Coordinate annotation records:
☆ ☆ ☆ ☆

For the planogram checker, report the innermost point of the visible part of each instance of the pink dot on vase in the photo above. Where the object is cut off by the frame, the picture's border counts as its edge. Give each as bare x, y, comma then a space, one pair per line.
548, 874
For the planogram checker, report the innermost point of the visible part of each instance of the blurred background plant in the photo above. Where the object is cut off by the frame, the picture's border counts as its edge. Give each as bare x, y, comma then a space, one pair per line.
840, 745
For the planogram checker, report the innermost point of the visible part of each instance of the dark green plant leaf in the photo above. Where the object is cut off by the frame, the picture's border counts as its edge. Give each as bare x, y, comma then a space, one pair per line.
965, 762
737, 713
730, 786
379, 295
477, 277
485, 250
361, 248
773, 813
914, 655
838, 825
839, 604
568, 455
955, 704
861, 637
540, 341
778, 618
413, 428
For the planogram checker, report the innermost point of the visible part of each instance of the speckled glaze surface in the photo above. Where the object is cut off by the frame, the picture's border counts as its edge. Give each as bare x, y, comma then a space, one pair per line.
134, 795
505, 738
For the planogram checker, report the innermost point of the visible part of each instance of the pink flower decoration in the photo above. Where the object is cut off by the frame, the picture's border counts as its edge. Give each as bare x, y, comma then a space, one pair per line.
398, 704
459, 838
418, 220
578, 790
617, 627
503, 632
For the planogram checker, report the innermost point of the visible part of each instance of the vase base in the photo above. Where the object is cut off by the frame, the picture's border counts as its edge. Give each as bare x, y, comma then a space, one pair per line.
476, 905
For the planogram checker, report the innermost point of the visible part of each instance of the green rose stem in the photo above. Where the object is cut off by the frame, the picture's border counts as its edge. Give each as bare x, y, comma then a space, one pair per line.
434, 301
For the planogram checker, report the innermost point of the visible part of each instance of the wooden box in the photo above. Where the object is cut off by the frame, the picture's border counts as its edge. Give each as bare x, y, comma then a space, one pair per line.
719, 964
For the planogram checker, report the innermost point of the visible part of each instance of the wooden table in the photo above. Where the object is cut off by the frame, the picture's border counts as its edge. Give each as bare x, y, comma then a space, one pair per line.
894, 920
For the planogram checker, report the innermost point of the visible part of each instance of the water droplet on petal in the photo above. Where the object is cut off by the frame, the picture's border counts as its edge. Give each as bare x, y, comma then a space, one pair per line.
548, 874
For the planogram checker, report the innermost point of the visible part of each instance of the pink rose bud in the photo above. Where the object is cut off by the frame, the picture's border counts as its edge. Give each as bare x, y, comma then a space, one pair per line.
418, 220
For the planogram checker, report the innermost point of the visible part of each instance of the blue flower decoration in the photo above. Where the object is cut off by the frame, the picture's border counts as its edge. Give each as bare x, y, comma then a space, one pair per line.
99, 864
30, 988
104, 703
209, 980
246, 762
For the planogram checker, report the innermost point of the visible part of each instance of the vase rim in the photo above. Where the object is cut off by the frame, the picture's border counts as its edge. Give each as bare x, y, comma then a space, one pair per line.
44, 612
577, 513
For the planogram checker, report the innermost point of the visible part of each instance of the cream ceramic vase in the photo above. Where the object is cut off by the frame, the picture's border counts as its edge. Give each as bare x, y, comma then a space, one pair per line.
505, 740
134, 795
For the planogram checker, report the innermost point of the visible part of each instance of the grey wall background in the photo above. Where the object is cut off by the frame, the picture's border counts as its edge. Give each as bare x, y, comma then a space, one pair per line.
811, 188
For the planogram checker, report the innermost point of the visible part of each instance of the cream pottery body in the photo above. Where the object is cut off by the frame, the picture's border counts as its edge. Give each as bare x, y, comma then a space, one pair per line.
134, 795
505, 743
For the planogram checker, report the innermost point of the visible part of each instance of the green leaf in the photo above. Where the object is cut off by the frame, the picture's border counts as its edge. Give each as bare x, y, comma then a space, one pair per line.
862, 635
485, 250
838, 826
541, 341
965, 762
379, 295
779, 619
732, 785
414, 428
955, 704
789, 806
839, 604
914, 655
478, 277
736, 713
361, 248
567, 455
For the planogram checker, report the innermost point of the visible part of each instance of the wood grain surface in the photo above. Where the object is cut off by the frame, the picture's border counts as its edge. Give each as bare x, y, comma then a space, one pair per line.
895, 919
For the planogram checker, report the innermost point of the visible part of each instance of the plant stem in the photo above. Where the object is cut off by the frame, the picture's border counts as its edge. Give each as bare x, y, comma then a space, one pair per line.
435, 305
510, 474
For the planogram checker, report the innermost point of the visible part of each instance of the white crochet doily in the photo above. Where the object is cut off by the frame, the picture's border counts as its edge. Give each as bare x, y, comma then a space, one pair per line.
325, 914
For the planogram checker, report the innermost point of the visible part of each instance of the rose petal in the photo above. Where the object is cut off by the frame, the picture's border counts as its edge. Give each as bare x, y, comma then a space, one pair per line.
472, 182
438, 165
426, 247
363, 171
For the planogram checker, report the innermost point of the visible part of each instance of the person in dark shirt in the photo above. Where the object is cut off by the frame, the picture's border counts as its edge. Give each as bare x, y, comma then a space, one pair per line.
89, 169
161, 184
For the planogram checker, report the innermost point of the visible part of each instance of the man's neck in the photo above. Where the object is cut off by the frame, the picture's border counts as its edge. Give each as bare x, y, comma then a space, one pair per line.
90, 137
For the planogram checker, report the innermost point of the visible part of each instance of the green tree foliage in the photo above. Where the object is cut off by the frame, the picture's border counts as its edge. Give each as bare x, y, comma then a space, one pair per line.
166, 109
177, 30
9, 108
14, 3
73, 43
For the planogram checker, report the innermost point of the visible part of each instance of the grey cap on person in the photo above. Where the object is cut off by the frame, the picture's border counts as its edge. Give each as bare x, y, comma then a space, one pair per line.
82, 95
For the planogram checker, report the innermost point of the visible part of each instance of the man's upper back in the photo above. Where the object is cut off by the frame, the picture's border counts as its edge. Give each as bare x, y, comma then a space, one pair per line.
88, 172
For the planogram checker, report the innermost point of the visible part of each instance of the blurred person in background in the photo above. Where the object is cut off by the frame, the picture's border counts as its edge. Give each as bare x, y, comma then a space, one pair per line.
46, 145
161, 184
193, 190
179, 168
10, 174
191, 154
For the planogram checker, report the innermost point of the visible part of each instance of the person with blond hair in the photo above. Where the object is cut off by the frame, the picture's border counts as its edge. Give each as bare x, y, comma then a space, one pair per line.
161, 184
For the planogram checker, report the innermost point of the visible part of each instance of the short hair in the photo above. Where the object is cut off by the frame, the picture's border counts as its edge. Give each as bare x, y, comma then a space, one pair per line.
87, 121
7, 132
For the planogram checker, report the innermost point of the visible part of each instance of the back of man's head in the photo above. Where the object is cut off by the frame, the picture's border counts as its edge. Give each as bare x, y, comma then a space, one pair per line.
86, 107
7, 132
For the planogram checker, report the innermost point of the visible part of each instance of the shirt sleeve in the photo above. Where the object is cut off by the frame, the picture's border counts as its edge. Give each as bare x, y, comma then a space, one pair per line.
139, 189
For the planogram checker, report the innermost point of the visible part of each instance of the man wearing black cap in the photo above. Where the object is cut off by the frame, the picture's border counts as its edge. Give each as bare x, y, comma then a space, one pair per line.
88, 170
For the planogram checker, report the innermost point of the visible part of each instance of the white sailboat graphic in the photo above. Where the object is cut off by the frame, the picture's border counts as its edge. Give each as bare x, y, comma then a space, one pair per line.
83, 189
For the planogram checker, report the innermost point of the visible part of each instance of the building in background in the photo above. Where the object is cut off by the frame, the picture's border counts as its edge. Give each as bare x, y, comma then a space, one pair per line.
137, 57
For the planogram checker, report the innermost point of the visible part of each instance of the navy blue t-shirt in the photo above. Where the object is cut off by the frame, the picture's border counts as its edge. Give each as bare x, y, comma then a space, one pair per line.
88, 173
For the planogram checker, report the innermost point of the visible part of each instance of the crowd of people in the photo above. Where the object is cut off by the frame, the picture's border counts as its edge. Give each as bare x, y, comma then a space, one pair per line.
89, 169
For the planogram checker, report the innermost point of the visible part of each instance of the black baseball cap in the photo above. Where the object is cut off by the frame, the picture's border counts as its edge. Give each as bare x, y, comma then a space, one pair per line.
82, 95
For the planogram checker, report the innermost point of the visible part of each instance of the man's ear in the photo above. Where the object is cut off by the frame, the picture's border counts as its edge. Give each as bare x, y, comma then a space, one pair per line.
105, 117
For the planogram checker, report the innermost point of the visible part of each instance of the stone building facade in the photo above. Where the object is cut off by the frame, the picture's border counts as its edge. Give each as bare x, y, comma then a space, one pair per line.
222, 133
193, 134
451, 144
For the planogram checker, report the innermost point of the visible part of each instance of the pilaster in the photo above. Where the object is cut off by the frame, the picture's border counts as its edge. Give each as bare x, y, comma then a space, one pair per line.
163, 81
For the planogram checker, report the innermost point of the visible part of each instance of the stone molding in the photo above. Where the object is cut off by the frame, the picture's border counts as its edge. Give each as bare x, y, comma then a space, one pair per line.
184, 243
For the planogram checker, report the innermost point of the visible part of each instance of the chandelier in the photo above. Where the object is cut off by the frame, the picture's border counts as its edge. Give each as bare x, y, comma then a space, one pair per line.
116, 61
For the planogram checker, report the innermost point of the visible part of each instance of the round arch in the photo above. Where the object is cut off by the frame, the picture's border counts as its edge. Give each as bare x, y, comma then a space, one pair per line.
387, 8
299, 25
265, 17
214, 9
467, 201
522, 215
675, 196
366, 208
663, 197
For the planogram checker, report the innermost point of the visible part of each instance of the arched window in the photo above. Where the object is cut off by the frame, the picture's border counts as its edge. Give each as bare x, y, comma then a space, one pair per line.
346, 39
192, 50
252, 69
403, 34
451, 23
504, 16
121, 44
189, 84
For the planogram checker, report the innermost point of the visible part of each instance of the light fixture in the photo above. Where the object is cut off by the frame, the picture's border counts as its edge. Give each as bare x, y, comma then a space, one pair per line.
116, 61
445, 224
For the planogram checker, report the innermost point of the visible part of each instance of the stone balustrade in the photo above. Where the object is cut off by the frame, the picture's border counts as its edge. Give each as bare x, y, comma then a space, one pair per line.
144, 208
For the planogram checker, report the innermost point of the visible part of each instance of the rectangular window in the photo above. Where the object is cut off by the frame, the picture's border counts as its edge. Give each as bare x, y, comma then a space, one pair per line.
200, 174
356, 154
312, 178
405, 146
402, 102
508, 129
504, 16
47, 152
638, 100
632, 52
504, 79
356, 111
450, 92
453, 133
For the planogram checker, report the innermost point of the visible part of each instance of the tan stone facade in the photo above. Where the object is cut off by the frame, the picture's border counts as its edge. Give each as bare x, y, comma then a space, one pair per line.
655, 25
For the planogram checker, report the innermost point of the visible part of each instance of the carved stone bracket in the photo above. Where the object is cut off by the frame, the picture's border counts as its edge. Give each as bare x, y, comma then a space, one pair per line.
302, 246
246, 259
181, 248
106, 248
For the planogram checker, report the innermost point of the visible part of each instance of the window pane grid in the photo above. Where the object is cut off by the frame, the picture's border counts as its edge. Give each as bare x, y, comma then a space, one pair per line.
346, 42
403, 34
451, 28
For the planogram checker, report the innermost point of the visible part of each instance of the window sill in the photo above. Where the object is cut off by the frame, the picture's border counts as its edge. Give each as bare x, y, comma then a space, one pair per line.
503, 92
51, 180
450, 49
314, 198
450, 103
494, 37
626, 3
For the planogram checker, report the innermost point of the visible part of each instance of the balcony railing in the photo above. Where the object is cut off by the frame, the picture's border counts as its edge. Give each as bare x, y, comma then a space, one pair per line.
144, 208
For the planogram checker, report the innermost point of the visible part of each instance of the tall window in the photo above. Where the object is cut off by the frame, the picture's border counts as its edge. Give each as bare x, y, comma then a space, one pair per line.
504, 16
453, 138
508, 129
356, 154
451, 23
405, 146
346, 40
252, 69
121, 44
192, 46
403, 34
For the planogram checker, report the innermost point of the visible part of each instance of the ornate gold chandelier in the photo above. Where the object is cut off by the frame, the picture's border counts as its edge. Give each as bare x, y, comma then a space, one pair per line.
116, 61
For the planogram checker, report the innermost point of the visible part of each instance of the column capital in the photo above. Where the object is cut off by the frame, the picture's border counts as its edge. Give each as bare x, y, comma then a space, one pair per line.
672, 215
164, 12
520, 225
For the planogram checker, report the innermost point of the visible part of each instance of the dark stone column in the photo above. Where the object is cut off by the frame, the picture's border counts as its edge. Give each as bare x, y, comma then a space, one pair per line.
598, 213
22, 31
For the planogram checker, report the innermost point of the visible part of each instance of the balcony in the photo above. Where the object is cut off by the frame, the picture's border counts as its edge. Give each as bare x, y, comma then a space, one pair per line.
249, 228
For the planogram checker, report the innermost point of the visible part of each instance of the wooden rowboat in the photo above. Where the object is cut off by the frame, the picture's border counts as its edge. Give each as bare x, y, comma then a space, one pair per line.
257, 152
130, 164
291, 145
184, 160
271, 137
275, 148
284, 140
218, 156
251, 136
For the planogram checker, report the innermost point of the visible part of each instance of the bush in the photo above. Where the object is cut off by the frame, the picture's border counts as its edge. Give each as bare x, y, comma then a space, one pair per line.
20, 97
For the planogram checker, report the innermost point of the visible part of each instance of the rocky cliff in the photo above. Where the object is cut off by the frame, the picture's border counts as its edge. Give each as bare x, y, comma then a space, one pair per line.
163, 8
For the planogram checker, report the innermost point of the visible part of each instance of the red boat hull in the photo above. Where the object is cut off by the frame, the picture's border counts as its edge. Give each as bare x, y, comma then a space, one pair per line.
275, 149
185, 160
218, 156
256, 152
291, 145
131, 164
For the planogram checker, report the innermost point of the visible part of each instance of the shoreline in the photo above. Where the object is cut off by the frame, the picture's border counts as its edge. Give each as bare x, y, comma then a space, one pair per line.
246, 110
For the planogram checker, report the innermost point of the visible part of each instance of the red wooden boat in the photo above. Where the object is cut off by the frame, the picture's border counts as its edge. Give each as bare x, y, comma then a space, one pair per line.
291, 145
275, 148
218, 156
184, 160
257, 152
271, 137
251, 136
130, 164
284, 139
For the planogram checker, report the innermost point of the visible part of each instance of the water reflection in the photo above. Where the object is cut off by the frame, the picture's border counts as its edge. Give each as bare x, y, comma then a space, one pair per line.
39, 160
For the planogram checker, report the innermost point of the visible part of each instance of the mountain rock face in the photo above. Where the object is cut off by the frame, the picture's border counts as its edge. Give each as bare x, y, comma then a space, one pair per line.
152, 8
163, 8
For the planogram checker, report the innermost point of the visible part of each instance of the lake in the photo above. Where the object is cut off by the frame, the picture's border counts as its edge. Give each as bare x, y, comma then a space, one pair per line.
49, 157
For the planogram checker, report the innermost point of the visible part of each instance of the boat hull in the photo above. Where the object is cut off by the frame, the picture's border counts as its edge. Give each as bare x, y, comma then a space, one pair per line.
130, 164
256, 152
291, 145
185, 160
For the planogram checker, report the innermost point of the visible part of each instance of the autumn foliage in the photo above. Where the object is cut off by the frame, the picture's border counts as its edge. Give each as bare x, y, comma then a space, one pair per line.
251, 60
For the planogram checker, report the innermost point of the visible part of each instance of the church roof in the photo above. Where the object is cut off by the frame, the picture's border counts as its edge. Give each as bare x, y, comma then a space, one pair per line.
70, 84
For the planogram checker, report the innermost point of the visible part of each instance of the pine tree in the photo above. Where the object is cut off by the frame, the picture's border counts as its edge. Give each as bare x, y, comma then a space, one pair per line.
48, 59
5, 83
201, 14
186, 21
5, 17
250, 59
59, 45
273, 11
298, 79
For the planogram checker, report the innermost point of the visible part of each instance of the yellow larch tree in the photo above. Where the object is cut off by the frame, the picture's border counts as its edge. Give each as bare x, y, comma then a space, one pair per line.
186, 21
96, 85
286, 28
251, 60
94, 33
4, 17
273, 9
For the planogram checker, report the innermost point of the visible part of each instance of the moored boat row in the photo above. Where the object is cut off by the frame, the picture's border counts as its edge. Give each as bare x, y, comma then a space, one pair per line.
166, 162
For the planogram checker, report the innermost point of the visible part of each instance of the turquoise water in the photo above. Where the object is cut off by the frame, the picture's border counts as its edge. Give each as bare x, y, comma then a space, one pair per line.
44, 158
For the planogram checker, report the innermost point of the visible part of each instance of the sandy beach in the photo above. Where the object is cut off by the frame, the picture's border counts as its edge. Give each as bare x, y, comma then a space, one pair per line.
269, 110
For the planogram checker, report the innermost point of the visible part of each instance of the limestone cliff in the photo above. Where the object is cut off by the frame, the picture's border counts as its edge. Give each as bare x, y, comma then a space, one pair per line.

☆ ☆ ☆ ☆

◆ Aim ◆
Reproduce only the lines running from the one that contains "of the church" to the last line of the records.

◆ Result ◆
For the planogram checker, report the innermost point of the visible part of each instance of the church roof in the photo above. Where the object is cut off by the frame, the picture's border counts as its edge. Give each as bare x, y, comma then a space, one pair per line.
70, 84
For the planogram checker, report the innermost point of the visible part of each instance of the pine tree in the photo above. Where the object is cut off by the frame, the picture's border counts as its edge. Give each as bare x, y, comma then a space, one pair per line.
48, 59
5, 83
201, 14
186, 21
5, 17
250, 59
59, 45
273, 11
298, 79
For the planogram checker, report the innermost point of the visible part of each instance of the yellow larch tree in the photo above. Where the object is cut off by the frame, the picture's border counts as its edge. Give each as bare x, y, comma then a space, one pair per line.
186, 21
96, 85
286, 28
251, 60
94, 33
4, 17
273, 9
For the planogram checker, report the innermost point of the visible part of each instance of the moored boat row in the photo above. Where the object is cut off by the frame, the picture's border counts as its edge. Give each as bare x, y, comma then a space, one pair per line.
166, 162
For the planogram checker, report the innermost point of the visible part of each instance of the turquoise water in the photo above. Where the object is cut off by the frame, the picture's border counts as its edge. Give each as bare x, y, comma then a space, one pair per line.
44, 158
For the planogram checker, report the innermost point of the visible part of each instance of the sandy beach in the photo above. Where the object is cut off by the frame, the picture's border counts as its edge. Give each as bare x, y, comma then a space, one pair per line.
269, 110
For the planogram checker, report the innermost point of the visible part of each instance of the limestone cliff in the photo above. Where the object is cut off by the frame, the picture's border counts as its edge. Give each as bare x, y, comma then a space, one pair per line.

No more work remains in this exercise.